- _GOAL OF THE EXERCISE_
Copy every line below precisely, leaving nothing out.

- _WORKING DATA_
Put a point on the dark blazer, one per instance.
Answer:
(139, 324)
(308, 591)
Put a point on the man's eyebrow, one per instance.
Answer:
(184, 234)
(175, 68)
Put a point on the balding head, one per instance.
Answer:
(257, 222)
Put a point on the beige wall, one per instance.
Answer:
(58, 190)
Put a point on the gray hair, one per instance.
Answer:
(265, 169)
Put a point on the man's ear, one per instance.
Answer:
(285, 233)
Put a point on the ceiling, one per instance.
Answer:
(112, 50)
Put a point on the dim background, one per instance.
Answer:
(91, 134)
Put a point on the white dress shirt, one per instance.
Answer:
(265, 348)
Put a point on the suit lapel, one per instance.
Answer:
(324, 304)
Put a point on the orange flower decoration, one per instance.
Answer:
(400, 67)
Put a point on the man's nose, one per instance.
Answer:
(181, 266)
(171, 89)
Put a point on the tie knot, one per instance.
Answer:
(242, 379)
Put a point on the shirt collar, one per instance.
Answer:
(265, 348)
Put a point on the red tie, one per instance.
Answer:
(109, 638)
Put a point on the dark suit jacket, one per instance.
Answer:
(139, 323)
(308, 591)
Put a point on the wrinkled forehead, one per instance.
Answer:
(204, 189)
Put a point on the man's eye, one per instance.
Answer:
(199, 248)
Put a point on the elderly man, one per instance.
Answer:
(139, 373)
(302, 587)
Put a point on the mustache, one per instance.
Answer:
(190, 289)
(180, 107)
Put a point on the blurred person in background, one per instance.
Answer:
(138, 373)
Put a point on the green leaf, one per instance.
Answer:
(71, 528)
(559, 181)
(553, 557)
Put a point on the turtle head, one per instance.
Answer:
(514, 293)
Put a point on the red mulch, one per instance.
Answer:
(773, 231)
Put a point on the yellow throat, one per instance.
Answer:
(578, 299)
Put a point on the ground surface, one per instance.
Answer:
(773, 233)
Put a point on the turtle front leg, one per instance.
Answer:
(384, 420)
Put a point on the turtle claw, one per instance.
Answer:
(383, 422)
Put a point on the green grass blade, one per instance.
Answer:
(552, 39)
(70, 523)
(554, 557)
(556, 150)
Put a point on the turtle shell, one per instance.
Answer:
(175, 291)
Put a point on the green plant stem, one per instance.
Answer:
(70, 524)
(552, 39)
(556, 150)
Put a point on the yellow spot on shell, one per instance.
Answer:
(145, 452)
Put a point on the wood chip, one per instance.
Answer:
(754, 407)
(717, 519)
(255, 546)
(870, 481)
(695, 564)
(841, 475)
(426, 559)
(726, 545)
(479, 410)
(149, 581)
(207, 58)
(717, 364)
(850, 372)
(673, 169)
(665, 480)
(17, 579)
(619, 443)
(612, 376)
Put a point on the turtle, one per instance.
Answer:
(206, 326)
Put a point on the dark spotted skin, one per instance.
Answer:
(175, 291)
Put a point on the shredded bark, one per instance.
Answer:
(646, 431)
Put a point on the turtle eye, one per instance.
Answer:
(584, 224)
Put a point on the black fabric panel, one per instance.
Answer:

- _COMPLETED EXERCISE_
Put a point on the dark blazer, one per instance.
Answer:
(139, 324)
(308, 591)
Put a point on the man's eyebrow, one per instance.
Answer:
(184, 234)
(175, 68)
Put a point on the balding head, one per instance.
Answer:
(257, 222)
Put a point on the beige wall, one per instance.
Answer:
(58, 190)
Put a point on the gray hair, one per instance.
Answer:
(265, 169)
Put a point on the man's ear, one per instance.
Answer:
(285, 233)
Put a point on the ceiling, one per instance.
Answer:
(112, 50)
Put a point on the dim background, one per instance.
Answer:
(91, 134)
Put a point on the white dress shirt, one per instance.
Answer:
(265, 348)
Put a point on the suit lapel, one per instance.
Answer:
(324, 304)
Put a point on the orange flower decoration, one per instance.
Answer:
(400, 67)
Put a point on the man's nose, one per instance.
Answer:
(181, 266)
(171, 89)
Put a point on the tie knot, one per instance.
Answer:
(242, 379)
Put a point on the shirt collar, one per instance.
Answer:
(265, 348)
Put a point on the red tie, one per instance.
Answer:
(109, 638)
Put a point on the dark suit jacket, one per instance.
Answer:
(139, 323)
(308, 591)
Put a point on the wrinkled forehead, one per instance.
Answer:
(204, 189)
Put a point on the man's eye, one per instance.
Answer:
(199, 248)
Put a point on the elderly man, one per instance.
Answer:
(139, 373)
(302, 587)
Put a point on the mustache, one per instance.
Answer:
(190, 289)
(180, 107)
Put a point on the blurred person in background, one per instance.
Answer:
(138, 373)
Put a point on the green leaf, one per instance.
Answer:
(71, 528)
(559, 181)
(553, 557)
Put a point on the turtle head, one per instance.
Answer:
(514, 293)
Put a point on the red mulch, one per instance.
Answer:
(773, 231)
Put a point on the yellow throat, one per instance.
Answer:
(578, 299)
Put a point on the ground surface, one per instance.
Answer:
(773, 233)
Put a point on the turtle front leg, one per instance.
Answer:
(384, 420)
Put a point on the turtle claw, one per instance.
Answer:
(383, 422)
Put a point on the green grass blade, one per instance.
Answer:
(552, 39)
(70, 523)
(554, 557)
(556, 150)
Put a point on the turtle shell, one per instance.
Answer:
(175, 291)
Put a point on the green plant stem, one per instance.
Answer:
(70, 524)
(552, 39)
(556, 150)
Put a point on the yellow spot on shell, one per instance.
Answer:
(145, 452)
Put a point on the wood chip, one per instance.
Answer:
(754, 407)
(717, 519)
(255, 546)
(870, 481)
(695, 564)
(841, 475)
(426, 559)
(726, 545)
(479, 410)
(149, 581)
(207, 58)
(717, 364)
(850, 372)
(673, 169)
(665, 480)
(17, 579)
(619, 443)
(612, 376)
Put a point on the turtle, one per instance.
Answer:
(206, 326)
Put a point on the dark spotted skin, one per instance.
Answer:
(175, 291)
Put a point on the shredded bark, one per instance.
Answer:
(646, 431)
Put a point on the turtle eye, one per instance.
Answer:
(584, 224)
Put a point on the black fabric panel, one per instance.
Answer:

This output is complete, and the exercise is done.